• _THE EXERCISE_: Filter the records below and copy each line that contains the word "jacket", keeping lines whose spelling matches its case exactly.

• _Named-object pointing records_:
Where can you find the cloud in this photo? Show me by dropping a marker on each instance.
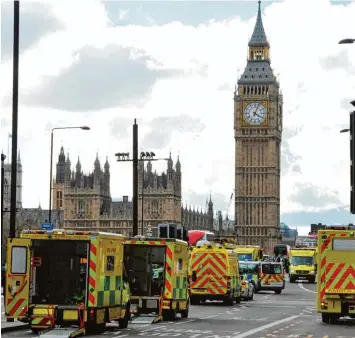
(163, 128)
(330, 216)
(345, 103)
(36, 20)
(313, 197)
(220, 201)
(289, 159)
(338, 61)
(189, 13)
(119, 127)
(93, 66)
(100, 78)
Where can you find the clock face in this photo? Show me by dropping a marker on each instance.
(255, 113)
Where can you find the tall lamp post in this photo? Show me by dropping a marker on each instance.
(351, 130)
(144, 156)
(51, 167)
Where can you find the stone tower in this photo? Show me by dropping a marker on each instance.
(87, 197)
(257, 132)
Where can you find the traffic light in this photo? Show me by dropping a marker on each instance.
(352, 160)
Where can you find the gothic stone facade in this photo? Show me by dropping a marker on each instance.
(257, 130)
(86, 199)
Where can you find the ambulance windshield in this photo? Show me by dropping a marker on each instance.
(295, 260)
(245, 257)
(248, 268)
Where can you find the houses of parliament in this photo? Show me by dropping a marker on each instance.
(86, 202)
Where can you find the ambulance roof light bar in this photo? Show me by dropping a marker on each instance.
(60, 232)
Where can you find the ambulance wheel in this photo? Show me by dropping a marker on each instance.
(95, 328)
(312, 280)
(194, 301)
(169, 315)
(325, 318)
(185, 313)
(123, 322)
(228, 300)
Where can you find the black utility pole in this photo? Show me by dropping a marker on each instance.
(142, 226)
(3, 157)
(135, 178)
(13, 203)
(145, 156)
(352, 160)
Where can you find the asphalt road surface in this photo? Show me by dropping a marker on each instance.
(291, 314)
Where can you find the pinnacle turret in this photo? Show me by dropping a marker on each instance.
(258, 38)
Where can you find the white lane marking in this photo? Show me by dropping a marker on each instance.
(303, 288)
(153, 328)
(264, 327)
(209, 317)
(185, 321)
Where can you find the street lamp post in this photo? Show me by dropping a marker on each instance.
(51, 167)
(144, 156)
(3, 157)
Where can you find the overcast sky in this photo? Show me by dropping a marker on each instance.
(173, 66)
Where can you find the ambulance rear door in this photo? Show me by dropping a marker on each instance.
(17, 277)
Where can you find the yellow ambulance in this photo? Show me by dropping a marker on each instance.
(214, 274)
(65, 278)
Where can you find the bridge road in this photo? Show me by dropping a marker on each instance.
(290, 315)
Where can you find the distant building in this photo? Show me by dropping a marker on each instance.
(86, 203)
(7, 185)
(258, 119)
(288, 235)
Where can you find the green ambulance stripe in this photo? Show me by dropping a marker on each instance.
(109, 293)
(180, 290)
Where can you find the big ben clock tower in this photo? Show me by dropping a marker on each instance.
(257, 133)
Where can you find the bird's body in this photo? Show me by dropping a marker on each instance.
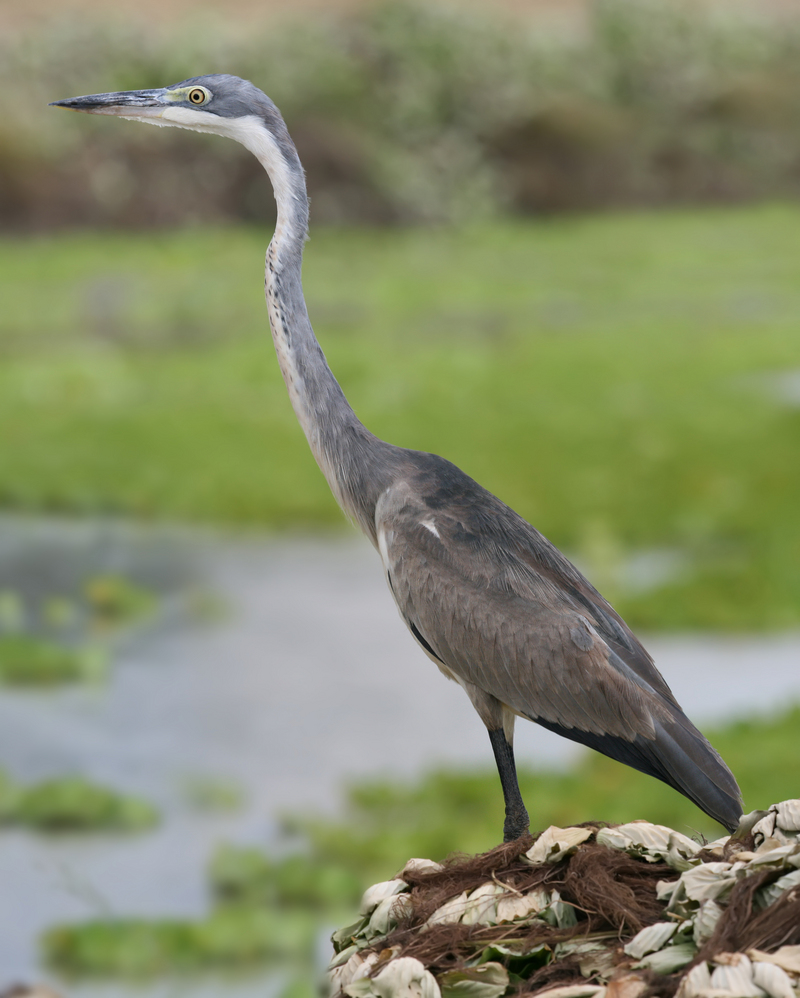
(493, 603)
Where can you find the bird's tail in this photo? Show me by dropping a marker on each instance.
(680, 756)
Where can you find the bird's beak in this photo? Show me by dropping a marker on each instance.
(137, 104)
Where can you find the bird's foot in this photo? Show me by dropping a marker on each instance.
(516, 825)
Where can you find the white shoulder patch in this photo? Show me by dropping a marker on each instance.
(383, 547)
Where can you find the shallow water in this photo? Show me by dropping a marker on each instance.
(310, 679)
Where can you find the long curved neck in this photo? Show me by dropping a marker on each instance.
(347, 453)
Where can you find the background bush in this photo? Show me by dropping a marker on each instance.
(407, 112)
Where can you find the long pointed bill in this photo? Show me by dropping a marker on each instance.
(137, 104)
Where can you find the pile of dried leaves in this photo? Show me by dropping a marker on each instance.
(600, 912)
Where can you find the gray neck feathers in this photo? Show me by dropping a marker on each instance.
(351, 458)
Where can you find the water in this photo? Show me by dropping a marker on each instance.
(310, 679)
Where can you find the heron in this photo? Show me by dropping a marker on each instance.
(489, 599)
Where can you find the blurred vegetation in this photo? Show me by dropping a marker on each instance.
(72, 804)
(52, 638)
(270, 910)
(408, 112)
(623, 381)
(27, 660)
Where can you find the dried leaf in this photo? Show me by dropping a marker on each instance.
(626, 986)
(520, 906)
(772, 979)
(705, 921)
(652, 938)
(770, 894)
(555, 843)
(708, 881)
(379, 892)
(489, 980)
(420, 866)
(696, 983)
(574, 991)
(735, 974)
(386, 916)
(403, 977)
(653, 843)
(787, 957)
(667, 961)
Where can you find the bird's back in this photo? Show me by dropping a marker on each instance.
(500, 607)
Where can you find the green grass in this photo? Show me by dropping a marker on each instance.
(72, 804)
(607, 376)
(265, 908)
(26, 660)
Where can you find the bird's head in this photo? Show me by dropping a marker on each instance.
(221, 104)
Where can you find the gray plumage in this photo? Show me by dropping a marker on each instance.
(489, 599)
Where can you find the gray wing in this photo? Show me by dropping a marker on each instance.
(502, 609)
(499, 617)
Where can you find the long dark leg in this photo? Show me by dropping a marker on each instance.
(517, 821)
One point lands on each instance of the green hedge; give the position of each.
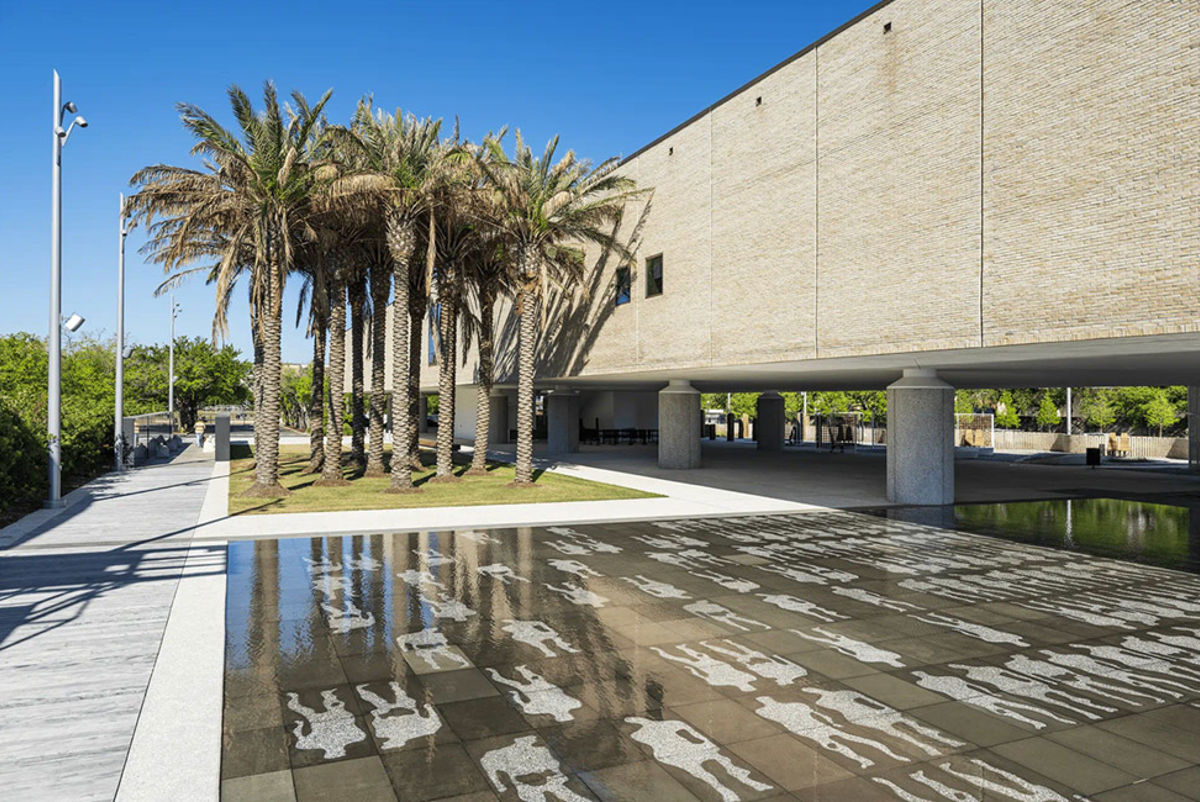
(22, 464)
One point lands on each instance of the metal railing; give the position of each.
(149, 426)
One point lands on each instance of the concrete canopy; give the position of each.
(1161, 359)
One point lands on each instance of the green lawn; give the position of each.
(367, 494)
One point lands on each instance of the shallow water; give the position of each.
(833, 656)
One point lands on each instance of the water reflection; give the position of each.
(1159, 534)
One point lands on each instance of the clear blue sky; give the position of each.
(607, 77)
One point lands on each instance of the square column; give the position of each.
(772, 424)
(563, 422)
(1193, 428)
(921, 440)
(498, 419)
(679, 425)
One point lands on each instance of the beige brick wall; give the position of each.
(1092, 180)
(899, 181)
(987, 173)
(763, 207)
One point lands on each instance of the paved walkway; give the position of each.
(84, 600)
(679, 498)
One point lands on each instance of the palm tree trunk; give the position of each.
(484, 391)
(448, 333)
(267, 436)
(358, 292)
(401, 240)
(527, 336)
(331, 473)
(415, 328)
(379, 287)
(317, 400)
(256, 337)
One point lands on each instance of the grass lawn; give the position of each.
(367, 494)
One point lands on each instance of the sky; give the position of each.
(606, 77)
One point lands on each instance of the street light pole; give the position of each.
(1068, 411)
(171, 367)
(54, 370)
(119, 406)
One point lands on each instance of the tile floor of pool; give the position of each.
(825, 656)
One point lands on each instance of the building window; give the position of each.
(435, 331)
(654, 275)
(623, 286)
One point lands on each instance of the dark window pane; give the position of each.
(654, 275)
(623, 287)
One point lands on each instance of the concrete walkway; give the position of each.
(84, 600)
(679, 498)
(858, 478)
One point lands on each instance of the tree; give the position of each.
(547, 208)
(1158, 412)
(828, 402)
(490, 277)
(1096, 410)
(253, 197)
(399, 159)
(204, 376)
(1006, 412)
(331, 468)
(1048, 413)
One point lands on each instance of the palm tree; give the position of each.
(547, 209)
(311, 263)
(399, 163)
(343, 256)
(489, 277)
(257, 191)
(379, 277)
(357, 293)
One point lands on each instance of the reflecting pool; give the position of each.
(1156, 533)
(821, 656)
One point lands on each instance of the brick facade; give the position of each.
(983, 173)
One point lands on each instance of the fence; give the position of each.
(239, 416)
(975, 430)
(844, 429)
(147, 428)
(1140, 447)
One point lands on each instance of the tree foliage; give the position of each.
(205, 376)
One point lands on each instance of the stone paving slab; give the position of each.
(84, 599)
(858, 658)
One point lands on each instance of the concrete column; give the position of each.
(498, 428)
(921, 440)
(679, 424)
(221, 448)
(772, 424)
(563, 422)
(1193, 428)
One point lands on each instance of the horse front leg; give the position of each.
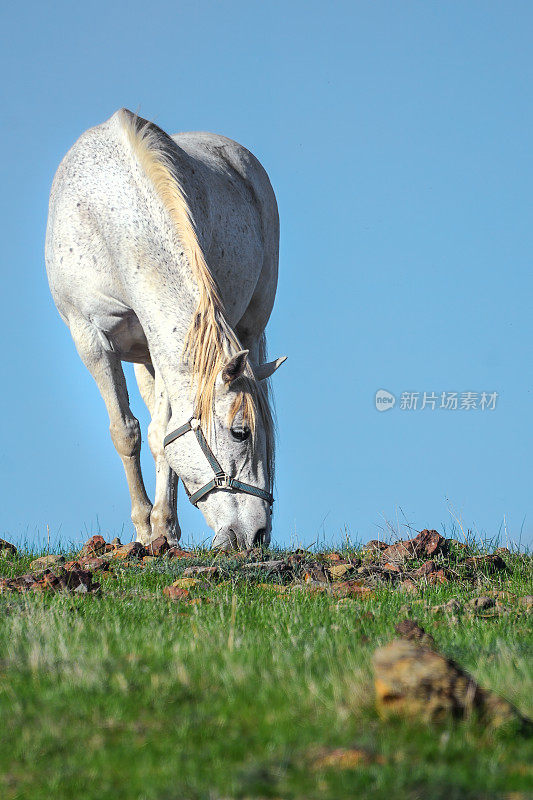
(106, 369)
(163, 519)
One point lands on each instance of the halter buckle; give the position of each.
(223, 481)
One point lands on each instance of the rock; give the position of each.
(176, 552)
(344, 758)
(490, 563)
(130, 552)
(452, 607)
(6, 548)
(428, 543)
(315, 573)
(188, 583)
(434, 578)
(206, 572)
(374, 546)
(397, 553)
(62, 580)
(417, 682)
(351, 589)
(410, 629)
(271, 566)
(480, 603)
(332, 558)
(390, 567)
(409, 586)
(158, 546)
(44, 562)
(338, 570)
(457, 544)
(174, 592)
(93, 564)
(424, 570)
(93, 547)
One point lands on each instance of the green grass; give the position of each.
(128, 695)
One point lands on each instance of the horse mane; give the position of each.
(210, 340)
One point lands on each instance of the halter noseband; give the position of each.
(220, 480)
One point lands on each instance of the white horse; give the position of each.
(135, 218)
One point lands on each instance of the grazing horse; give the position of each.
(163, 251)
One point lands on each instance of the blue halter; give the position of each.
(220, 479)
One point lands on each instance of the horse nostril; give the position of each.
(259, 537)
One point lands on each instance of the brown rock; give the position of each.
(397, 553)
(6, 548)
(451, 607)
(176, 552)
(337, 570)
(428, 543)
(332, 558)
(205, 572)
(93, 564)
(434, 578)
(424, 570)
(351, 589)
(374, 545)
(390, 567)
(176, 592)
(158, 546)
(409, 586)
(480, 603)
(410, 629)
(46, 561)
(278, 565)
(130, 552)
(189, 583)
(417, 682)
(344, 758)
(93, 547)
(490, 563)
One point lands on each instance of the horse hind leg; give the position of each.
(106, 369)
(163, 519)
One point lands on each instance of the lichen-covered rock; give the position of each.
(134, 551)
(45, 562)
(410, 629)
(158, 546)
(93, 547)
(6, 548)
(417, 682)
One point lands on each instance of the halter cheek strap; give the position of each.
(220, 479)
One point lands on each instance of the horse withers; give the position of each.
(163, 251)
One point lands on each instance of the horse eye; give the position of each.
(240, 434)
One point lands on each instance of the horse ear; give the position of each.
(266, 370)
(235, 366)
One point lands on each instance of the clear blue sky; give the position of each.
(397, 136)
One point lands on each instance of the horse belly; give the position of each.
(121, 333)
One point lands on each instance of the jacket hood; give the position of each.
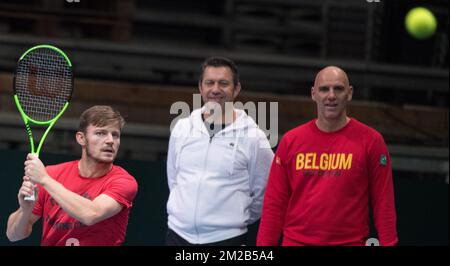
(242, 122)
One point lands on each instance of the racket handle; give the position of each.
(32, 197)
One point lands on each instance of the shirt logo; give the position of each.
(383, 160)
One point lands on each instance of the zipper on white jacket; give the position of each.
(199, 185)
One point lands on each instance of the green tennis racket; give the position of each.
(43, 86)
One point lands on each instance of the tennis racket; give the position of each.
(43, 86)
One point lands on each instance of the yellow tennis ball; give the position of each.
(420, 23)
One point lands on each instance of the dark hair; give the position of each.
(100, 115)
(218, 61)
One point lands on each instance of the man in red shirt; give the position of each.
(325, 175)
(83, 202)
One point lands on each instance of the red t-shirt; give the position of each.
(59, 229)
(322, 184)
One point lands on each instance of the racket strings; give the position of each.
(43, 84)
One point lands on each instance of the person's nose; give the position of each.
(109, 138)
(215, 90)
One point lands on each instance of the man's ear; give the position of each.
(81, 139)
(350, 95)
(237, 90)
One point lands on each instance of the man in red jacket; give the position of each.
(325, 175)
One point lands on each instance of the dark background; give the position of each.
(142, 56)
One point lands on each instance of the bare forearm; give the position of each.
(76, 206)
(19, 225)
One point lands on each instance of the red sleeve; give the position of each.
(382, 192)
(278, 192)
(123, 190)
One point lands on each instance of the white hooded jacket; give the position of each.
(216, 183)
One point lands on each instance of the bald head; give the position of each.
(332, 73)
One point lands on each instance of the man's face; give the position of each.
(217, 86)
(102, 143)
(331, 92)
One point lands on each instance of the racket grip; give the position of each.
(32, 197)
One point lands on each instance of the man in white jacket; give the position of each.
(217, 166)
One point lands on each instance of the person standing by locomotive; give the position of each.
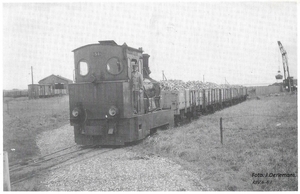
(137, 87)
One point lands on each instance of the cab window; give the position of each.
(114, 66)
(83, 68)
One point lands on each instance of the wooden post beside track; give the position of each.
(6, 177)
(221, 130)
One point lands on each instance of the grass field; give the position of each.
(23, 120)
(260, 136)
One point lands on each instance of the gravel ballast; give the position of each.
(106, 169)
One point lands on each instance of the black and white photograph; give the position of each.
(150, 96)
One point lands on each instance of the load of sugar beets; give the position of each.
(177, 85)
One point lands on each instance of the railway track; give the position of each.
(34, 167)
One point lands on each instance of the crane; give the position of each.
(288, 81)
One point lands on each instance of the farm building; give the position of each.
(52, 85)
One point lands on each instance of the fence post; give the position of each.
(221, 130)
(6, 177)
(7, 109)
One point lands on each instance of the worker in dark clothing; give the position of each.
(137, 87)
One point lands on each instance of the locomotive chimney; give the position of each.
(146, 71)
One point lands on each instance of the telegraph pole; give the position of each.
(31, 75)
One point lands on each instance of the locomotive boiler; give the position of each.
(102, 109)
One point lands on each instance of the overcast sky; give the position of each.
(236, 41)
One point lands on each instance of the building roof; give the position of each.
(57, 76)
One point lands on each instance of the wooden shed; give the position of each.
(54, 85)
(33, 91)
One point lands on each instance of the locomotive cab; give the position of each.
(104, 109)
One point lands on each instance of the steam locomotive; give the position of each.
(102, 109)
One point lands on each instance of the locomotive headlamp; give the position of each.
(76, 112)
(113, 111)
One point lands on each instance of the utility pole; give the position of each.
(31, 75)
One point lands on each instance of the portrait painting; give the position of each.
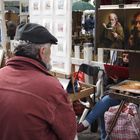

• _WRITTEN ANSWER_:
One point lands on each instance of the jacket hood; give the position of each.
One point lands on each instance of the zipper on white jacket; give the position of each.
One point lands on each instance of the man in red jacket; give the position of each.
One point lands on each instance of the white hooded jacket; give the position of each.
One point lands on each instance of the man in white jacket; give the position of each.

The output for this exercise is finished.